- _Task to carry out_
The expected output is the set of lines below beginning at the one that contains "Expected behaviour: the pointer indicates one point on the wheel" and ending at the final line, reproduced exactly.

#### The data ####

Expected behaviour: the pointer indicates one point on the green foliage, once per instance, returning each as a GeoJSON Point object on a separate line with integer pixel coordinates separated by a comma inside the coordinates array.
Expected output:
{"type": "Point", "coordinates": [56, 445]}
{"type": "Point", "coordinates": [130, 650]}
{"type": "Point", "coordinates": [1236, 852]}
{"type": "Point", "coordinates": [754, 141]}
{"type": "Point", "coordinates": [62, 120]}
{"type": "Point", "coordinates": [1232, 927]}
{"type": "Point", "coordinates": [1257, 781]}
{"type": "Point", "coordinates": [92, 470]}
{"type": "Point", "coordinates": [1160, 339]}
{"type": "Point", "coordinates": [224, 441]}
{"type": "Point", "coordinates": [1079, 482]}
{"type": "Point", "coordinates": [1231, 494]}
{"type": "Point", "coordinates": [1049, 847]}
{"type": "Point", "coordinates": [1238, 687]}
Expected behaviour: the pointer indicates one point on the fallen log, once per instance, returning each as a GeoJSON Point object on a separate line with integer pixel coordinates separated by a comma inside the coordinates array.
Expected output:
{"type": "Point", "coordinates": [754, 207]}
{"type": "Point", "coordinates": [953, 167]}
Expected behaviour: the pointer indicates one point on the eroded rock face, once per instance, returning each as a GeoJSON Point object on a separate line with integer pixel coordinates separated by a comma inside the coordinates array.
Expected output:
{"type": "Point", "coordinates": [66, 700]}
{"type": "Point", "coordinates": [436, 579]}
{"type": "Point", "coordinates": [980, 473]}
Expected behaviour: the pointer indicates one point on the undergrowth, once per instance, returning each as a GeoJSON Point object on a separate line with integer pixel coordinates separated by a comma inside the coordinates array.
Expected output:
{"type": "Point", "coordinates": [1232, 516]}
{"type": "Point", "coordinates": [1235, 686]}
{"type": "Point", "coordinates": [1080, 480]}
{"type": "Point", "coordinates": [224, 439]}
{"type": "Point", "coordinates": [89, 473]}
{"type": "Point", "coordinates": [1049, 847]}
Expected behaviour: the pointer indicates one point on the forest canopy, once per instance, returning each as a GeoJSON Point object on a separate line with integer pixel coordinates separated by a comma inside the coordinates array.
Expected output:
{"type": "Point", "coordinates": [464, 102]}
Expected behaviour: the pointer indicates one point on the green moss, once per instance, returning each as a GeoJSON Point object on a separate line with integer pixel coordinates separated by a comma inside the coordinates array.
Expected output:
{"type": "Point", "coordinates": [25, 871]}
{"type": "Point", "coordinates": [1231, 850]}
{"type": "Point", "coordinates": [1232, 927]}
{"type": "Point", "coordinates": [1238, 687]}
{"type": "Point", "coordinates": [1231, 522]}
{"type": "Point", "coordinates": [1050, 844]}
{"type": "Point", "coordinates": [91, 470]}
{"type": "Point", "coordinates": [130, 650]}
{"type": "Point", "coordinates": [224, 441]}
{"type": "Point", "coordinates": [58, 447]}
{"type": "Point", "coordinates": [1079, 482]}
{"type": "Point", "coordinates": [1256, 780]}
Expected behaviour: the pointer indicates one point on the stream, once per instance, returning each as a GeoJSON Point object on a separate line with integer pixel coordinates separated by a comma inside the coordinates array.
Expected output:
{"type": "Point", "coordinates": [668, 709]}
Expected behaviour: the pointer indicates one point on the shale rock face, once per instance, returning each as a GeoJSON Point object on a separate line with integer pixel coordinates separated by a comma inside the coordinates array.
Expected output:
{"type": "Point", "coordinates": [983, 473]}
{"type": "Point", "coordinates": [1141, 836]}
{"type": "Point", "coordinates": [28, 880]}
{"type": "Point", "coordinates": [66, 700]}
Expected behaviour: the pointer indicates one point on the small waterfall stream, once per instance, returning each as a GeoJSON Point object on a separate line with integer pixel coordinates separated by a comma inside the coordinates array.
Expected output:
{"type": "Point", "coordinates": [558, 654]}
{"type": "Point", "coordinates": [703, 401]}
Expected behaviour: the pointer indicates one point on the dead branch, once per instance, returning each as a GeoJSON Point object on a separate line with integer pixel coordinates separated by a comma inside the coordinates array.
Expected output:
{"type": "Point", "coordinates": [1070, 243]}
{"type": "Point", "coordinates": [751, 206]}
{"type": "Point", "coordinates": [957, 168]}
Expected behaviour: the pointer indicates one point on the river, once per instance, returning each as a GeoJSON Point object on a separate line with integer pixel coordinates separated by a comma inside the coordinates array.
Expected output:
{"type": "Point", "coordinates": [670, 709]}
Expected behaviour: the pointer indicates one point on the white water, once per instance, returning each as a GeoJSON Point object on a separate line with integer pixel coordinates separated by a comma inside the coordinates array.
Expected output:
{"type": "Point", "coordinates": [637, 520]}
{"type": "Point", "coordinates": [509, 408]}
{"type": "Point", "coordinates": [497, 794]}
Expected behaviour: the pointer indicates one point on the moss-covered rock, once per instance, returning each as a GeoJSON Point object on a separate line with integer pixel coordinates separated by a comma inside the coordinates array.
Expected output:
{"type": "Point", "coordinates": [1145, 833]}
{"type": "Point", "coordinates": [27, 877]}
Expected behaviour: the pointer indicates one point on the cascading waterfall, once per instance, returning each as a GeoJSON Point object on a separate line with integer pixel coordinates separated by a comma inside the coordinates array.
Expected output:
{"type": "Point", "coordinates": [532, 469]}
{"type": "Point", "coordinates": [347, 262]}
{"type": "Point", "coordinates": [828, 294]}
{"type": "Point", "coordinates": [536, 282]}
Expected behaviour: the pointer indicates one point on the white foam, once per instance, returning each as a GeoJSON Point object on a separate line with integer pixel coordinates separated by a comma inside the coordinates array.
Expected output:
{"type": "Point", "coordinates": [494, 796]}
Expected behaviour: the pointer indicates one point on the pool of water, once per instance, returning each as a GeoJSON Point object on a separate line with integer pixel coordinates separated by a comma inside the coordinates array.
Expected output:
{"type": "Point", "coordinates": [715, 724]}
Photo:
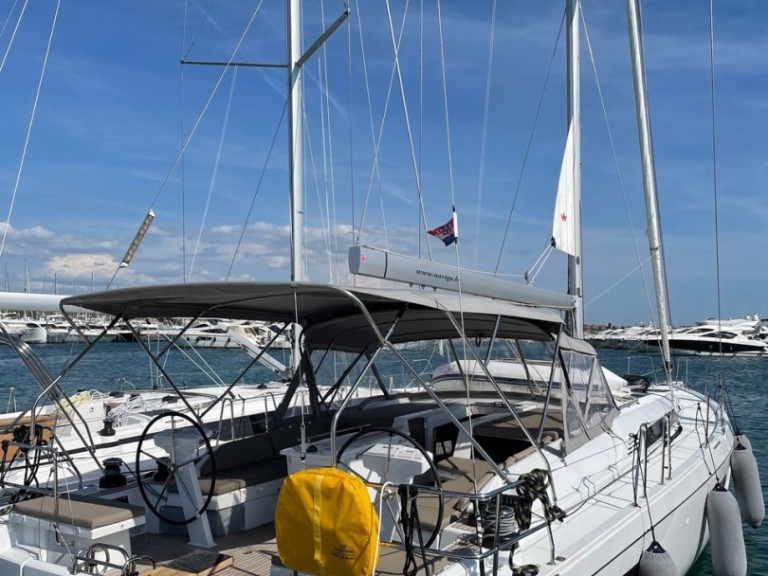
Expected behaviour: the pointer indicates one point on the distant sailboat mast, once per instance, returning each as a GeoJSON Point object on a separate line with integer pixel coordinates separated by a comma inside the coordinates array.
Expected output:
{"type": "Point", "coordinates": [296, 140]}
{"type": "Point", "coordinates": [566, 226]}
{"type": "Point", "coordinates": [649, 180]}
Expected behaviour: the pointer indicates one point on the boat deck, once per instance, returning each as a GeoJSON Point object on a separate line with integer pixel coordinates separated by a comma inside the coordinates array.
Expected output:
{"type": "Point", "coordinates": [252, 551]}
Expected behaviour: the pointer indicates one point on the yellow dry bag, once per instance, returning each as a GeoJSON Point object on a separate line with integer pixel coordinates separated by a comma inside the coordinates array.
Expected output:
{"type": "Point", "coordinates": [326, 524]}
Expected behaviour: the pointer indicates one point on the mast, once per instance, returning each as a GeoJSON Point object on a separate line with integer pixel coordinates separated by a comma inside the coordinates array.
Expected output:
{"type": "Point", "coordinates": [295, 139]}
{"type": "Point", "coordinates": [649, 179]}
{"type": "Point", "coordinates": [575, 273]}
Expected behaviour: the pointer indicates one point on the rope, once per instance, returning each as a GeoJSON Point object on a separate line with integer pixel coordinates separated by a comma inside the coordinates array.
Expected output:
{"type": "Point", "coordinates": [627, 211]}
{"type": "Point", "coordinates": [484, 138]}
{"type": "Point", "coordinates": [528, 147]}
{"type": "Point", "coordinates": [31, 122]}
{"type": "Point", "coordinates": [534, 487]}
{"type": "Point", "coordinates": [15, 29]}
{"type": "Point", "coordinates": [410, 520]}
{"type": "Point", "coordinates": [216, 165]}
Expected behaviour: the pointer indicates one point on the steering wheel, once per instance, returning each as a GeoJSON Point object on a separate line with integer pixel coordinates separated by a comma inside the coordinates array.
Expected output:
{"type": "Point", "coordinates": [167, 474]}
{"type": "Point", "coordinates": [429, 479]}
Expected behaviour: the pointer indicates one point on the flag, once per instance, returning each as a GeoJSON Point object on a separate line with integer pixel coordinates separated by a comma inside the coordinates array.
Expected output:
{"type": "Point", "coordinates": [447, 232]}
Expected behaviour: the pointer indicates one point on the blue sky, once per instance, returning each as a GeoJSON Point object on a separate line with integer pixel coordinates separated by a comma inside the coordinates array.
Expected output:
{"type": "Point", "coordinates": [115, 106]}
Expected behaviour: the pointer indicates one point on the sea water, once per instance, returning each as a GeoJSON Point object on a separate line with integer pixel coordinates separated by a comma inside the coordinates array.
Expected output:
{"type": "Point", "coordinates": [125, 366]}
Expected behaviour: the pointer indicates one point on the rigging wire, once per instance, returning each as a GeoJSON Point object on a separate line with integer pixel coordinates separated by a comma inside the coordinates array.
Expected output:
{"type": "Point", "coordinates": [484, 136]}
{"type": "Point", "coordinates": [31, 123]}
{"type": "Point", "coordinates": [332, 219]}
{"type": "Point", "coordinates": [216, 165]}
{"type": "Point", "coordinates": [376, 138]}
{"type": "Point", "coordinates": [529, 145]}
{"type": "Point", "coordinates": [324, 219]}
{"type": "Point", "coordinates": [350, 124]}
{"type": "Point", "coordinates": [182, 129]}
{"type": "Point", "coordinates": [633, 236]}
{"type": "Point", "coordinates": [15, 29]}
{"type": "Point", "coordinates": [207, 104]}
{"type": "Point", "coordinates": [258, 187]}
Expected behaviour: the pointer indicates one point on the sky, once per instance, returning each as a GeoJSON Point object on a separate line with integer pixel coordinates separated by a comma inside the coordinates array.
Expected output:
{"type": "Point", "coordinates": [101, 123]}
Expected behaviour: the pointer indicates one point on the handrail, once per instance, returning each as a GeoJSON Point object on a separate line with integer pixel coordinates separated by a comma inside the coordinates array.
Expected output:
{"type": "Point", "coordinates": [53, 456]}
{"type": "Point", "coordinates": [474, 501]}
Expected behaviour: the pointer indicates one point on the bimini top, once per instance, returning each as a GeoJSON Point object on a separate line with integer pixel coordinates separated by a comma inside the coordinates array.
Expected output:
{"type": "Point", "coordinates": [343, 318]}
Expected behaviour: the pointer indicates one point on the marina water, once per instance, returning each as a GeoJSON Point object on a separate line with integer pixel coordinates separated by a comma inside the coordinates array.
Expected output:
{"type": "Point", "coordinates": [125, 366]}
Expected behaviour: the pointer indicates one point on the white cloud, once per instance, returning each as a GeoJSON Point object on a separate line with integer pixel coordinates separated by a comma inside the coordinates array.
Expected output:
{"type": "Point", "coordinates": [82, 266]}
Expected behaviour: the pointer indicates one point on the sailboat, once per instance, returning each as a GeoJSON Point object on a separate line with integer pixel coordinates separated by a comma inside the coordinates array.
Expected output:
{"type": "Point", "coordinates": [387, 469]}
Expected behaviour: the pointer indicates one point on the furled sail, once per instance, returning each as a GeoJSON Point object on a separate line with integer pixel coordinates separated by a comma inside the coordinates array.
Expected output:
{"type": "Point", "coordinates": [564, 223]}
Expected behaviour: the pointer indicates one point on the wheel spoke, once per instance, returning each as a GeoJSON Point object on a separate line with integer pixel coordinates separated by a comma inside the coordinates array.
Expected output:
{"type": "Point", "coordinates": [176, 422]}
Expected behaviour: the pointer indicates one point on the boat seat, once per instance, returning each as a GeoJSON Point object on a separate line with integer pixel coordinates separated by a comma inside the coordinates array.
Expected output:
{"type": "Point", "coordinates": [82, 511]}
{"type": "Point", "coordinates": [509, 429]}
{"type": "Point", "coordinates": [254, 460]}
{"type": "Point", "coordinates": [240, 477]}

####

- _Output of the exercise_
Expected behaviour: the pointer indicates one point on the wheel spoke, once per instance, returning each as a GeoJSON Point object on a separate line with integer pixel coordinates separated by a comma inside the coordinates array.
Expected output:
{"type": "Point", "coordinates": [176, 422]}
Expected behaviour: the pointer indicates one point on the boat seat, once per instance, returning each as a GeoJSON Point object on a separate line with integer pixel coordinates separated by a comma inside the coordinates array.
Expected output:
{"type": "Point", "coordinates": [82, 511]}
{"type": "Point", "coordinates": [509, 429]}
{"type": "Point", "coordinates": [254, 460]}
{"type": "Point", "coordinates": [240, 477]}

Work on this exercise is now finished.